Your output is the line containing "Where can the distant" plus all lines after it to the end of the records, reproduced exactly, with nothing else.

==============================

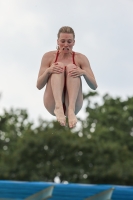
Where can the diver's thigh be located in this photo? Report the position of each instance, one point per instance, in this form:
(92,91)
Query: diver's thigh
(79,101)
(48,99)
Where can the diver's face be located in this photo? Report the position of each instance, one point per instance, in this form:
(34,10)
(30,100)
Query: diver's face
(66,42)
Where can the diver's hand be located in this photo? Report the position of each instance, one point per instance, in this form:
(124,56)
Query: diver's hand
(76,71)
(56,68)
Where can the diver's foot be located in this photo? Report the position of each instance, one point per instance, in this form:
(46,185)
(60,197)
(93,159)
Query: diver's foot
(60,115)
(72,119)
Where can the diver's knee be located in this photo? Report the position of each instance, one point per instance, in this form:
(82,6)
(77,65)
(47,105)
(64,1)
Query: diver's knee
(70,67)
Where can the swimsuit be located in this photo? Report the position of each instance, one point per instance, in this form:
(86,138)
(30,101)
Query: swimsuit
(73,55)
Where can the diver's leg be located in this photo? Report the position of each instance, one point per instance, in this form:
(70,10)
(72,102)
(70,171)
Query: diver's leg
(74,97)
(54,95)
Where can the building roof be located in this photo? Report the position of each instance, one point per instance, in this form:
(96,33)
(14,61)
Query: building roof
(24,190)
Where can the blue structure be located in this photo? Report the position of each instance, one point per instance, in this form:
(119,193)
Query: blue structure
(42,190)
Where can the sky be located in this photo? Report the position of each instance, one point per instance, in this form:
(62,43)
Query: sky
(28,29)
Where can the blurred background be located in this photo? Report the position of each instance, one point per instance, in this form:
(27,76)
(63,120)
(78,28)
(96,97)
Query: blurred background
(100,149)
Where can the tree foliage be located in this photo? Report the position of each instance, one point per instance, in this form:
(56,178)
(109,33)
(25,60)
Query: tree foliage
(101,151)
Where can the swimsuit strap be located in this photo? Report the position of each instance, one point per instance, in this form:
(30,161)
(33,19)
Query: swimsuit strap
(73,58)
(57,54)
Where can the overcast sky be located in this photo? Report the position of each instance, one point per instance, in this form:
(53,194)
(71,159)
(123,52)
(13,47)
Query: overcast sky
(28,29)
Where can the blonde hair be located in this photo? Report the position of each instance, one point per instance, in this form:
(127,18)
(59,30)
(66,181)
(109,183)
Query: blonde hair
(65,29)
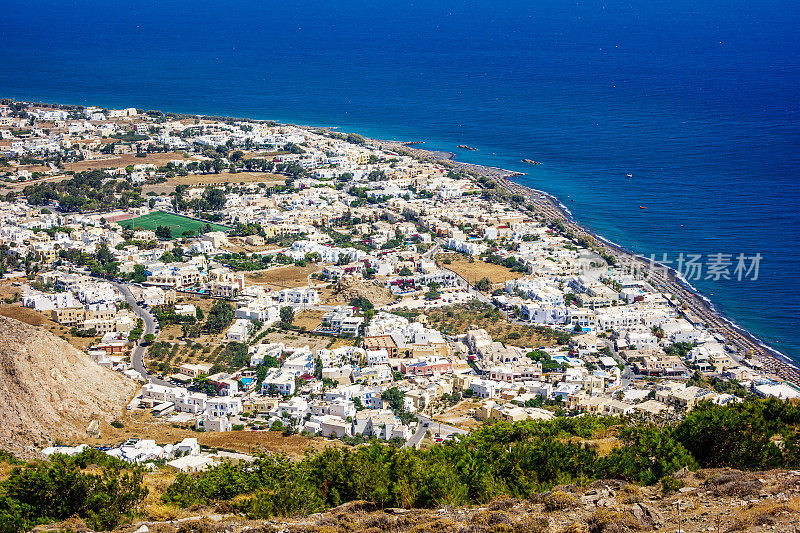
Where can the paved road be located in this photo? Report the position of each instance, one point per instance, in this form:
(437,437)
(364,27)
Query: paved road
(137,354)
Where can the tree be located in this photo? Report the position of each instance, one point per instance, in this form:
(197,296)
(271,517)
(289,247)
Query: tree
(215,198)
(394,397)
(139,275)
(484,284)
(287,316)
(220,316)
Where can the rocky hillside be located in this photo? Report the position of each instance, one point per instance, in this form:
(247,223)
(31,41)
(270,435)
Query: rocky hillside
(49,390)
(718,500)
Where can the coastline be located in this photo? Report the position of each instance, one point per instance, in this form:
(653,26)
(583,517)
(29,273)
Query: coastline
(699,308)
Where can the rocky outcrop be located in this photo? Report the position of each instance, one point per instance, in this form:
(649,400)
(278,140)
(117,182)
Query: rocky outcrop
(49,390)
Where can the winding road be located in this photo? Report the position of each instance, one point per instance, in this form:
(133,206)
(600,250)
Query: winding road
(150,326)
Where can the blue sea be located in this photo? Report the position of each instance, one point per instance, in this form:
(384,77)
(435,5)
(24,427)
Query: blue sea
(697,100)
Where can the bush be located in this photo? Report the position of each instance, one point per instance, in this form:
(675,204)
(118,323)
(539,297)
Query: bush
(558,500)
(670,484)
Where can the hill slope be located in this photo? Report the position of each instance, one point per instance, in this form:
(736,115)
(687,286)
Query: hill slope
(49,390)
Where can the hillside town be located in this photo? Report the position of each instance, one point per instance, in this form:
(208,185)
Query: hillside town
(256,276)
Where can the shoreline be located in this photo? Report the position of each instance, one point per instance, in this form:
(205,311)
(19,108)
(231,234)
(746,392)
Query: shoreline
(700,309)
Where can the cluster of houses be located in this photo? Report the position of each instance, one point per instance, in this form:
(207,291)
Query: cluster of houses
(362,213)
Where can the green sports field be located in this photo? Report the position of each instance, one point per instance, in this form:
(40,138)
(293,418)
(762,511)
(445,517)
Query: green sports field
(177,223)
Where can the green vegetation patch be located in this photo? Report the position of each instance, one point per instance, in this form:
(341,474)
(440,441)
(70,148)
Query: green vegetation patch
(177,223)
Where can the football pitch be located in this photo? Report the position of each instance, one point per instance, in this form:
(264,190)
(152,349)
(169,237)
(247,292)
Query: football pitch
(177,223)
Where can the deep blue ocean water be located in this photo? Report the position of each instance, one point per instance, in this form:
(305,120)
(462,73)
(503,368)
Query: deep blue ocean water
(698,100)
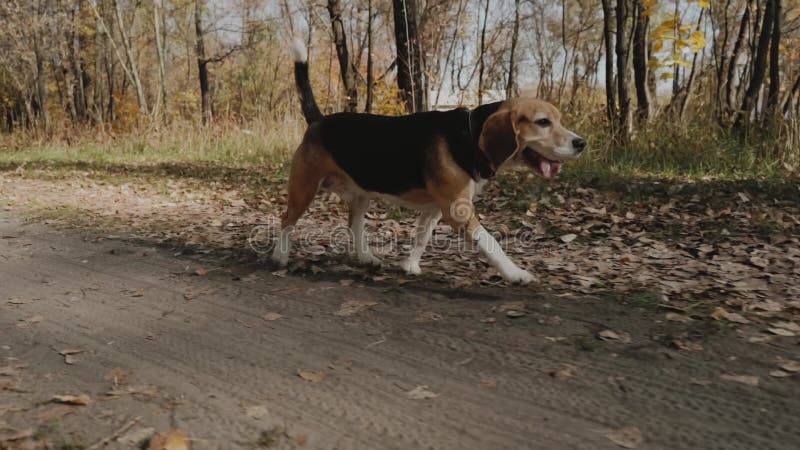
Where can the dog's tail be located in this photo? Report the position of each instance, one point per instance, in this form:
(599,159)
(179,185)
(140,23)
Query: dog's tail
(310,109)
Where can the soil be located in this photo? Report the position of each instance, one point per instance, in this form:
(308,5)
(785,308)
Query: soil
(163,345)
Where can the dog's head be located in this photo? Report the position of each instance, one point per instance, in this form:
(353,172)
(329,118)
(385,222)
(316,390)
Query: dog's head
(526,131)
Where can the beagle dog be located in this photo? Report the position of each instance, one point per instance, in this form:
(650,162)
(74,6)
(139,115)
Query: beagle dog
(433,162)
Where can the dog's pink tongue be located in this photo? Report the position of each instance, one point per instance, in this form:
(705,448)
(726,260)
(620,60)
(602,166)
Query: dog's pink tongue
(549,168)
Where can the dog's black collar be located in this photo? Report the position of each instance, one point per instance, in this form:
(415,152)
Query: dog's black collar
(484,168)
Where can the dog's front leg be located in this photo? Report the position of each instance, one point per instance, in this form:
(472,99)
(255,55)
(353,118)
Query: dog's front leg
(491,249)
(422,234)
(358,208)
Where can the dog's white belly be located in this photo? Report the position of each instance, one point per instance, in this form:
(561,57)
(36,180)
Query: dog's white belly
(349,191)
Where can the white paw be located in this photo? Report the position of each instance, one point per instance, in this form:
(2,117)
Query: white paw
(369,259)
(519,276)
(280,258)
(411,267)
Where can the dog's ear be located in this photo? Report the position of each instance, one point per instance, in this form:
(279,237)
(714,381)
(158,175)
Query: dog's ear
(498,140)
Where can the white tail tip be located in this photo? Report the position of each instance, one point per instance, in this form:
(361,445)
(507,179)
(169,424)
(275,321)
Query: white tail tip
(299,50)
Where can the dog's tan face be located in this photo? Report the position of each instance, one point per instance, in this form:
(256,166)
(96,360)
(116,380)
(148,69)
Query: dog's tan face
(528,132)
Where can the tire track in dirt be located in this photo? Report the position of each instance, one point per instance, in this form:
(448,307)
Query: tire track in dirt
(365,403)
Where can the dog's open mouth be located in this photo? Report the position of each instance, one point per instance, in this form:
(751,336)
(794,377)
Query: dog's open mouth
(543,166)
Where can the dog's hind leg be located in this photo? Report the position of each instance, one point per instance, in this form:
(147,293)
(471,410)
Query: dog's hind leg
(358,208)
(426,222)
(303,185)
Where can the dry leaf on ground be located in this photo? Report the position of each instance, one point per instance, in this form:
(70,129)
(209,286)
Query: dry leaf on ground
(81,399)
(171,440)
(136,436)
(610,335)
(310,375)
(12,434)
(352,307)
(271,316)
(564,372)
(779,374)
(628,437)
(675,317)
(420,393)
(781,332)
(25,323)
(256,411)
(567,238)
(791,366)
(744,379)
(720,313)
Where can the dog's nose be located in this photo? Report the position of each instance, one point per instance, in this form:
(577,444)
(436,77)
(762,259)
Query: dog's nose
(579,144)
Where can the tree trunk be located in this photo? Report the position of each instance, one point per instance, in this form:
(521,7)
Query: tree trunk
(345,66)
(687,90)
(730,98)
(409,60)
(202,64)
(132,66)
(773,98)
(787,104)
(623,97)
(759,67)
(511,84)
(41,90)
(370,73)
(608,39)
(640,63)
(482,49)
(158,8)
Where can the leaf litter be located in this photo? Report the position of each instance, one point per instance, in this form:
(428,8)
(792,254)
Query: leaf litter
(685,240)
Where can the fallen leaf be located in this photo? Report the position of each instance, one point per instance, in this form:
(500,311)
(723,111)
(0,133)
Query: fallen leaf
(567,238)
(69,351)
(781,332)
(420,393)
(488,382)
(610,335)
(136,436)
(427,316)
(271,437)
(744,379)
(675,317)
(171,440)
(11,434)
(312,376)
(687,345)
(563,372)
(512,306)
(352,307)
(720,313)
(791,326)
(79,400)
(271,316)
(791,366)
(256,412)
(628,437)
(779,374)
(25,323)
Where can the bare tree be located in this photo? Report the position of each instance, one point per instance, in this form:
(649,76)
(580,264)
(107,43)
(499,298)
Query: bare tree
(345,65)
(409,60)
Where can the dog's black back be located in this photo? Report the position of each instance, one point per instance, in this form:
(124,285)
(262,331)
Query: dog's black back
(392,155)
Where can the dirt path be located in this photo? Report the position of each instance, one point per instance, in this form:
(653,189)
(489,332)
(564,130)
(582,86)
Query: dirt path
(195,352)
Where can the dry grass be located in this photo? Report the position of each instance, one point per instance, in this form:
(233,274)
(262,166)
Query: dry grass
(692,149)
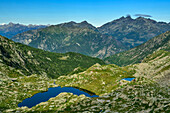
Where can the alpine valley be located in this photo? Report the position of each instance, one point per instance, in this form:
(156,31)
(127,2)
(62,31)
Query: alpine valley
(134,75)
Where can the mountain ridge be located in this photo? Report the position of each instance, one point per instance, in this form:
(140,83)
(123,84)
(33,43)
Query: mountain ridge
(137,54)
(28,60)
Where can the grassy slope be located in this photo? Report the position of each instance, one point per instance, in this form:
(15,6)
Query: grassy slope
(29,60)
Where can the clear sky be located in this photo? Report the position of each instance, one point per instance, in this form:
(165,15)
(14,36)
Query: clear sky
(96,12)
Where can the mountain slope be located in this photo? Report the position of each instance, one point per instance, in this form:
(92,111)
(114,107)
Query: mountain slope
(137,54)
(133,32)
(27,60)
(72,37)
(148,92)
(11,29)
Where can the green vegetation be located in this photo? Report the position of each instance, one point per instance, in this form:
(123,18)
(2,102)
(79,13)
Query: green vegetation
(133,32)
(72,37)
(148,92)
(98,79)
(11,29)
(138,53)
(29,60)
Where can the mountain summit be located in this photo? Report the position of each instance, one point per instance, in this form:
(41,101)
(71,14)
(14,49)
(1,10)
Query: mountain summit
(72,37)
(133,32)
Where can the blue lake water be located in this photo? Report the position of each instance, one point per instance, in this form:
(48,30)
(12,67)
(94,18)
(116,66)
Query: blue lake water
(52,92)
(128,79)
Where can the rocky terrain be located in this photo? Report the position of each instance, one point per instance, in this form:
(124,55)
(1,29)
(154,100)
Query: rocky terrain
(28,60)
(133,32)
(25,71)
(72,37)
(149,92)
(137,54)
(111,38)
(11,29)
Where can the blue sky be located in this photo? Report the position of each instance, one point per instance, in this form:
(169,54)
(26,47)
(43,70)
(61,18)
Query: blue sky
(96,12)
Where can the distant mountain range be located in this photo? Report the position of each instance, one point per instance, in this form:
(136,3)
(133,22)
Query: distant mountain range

==============================

== RESPONSE AREA ==
Where can the distant mountain range be located in this photo? Report the position of each instance, one point per instance, in this form:
(136,3)
(133,22)
Query: distant mountain range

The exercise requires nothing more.